▶ **WORK TO COMPLETE**:
In the dual stack networking text, what kind of external nodes can Single Stack nodes normally access?

▶ **DOCUMENT EXTRACT**:
In a Dual Stack network, the network applications on your nodes can continue running over IPv4 without any modifications. In an IPv6-only network, some network applications may have to be upgraded, replaced or re-written to support IPv6.

Single Stack nodes (IPv4-only or IPv6-only) will normally only be able to access external nodes of the same IP family. For IPv6-only nodes that can be fairly limiting today. With a translator such as SolidProxy, Single Stack nodes (IPv4-only or IPv6-only) can access any external node (at least over protocols supported by the translator). You can also allow an IPv4-only node access external IPv6 nodes via a host-based tunnel endpoint (as stated elsewhere, there are major security issues with this - such tunneled access should be only between the border gateway and the source of IPv6 service).


Dual Stack Nodes

As mentioned above, most recent operating systems will simply begin functionally normally as dual stack nodes if a source of Router Advertisements is present (or if you manually configure it with both IPv4 and IPv6 addresses, gateways, etc. You can run IPv4-only, IPv6-only or dual stack client, server or P2P applications on a Dual Stack node.

If you deploy a Dual Stack capable node in a single stack network, only the IP family supported by the Single Stack network will function properly.

If you do deploy Dual Stack nodes in a Dual Stack network, be careful to configure the host based firewall rules for both IP families - don't leave IPv6 wide open by mistake.

▶ **STORED ROWS**:
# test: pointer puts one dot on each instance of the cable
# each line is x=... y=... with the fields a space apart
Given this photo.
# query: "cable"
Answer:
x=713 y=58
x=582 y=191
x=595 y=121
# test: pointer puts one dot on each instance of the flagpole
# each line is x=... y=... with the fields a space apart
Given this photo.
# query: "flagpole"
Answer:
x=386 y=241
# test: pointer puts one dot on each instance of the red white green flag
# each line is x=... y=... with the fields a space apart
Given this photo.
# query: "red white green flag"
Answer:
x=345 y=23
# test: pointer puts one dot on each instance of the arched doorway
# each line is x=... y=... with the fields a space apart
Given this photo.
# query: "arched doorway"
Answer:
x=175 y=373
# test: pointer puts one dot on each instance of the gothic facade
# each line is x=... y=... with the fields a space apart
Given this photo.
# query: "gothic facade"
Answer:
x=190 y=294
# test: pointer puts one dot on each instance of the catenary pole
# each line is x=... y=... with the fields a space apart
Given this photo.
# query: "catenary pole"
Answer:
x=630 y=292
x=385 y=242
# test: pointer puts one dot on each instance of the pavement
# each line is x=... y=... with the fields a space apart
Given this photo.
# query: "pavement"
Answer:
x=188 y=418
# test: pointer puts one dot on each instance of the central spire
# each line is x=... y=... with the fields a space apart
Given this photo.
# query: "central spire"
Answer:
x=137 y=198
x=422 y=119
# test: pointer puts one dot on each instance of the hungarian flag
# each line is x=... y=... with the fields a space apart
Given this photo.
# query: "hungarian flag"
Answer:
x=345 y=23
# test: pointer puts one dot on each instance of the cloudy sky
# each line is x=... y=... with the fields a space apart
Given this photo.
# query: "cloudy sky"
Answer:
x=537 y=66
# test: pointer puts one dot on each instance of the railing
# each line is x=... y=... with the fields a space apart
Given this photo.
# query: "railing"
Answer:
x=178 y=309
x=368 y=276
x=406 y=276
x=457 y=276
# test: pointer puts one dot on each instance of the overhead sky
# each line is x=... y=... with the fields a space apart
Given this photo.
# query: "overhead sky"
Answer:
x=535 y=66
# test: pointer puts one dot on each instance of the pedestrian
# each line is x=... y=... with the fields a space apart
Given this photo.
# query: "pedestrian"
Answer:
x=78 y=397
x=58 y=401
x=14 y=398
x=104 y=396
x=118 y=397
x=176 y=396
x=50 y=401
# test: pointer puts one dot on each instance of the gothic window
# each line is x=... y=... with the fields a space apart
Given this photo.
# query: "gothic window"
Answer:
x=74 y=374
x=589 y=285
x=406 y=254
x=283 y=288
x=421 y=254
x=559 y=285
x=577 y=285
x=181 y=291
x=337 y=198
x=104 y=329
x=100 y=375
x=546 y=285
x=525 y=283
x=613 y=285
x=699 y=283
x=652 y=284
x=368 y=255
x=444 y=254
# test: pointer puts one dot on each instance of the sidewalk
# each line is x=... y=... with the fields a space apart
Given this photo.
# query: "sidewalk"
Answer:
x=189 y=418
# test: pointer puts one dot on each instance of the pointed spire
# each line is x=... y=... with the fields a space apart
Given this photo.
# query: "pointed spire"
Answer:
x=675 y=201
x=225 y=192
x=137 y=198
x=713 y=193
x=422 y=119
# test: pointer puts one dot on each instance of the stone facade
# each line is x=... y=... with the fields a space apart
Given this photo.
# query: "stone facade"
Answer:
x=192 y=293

▶ **REPLY**:
Only external nodes of the same IP family.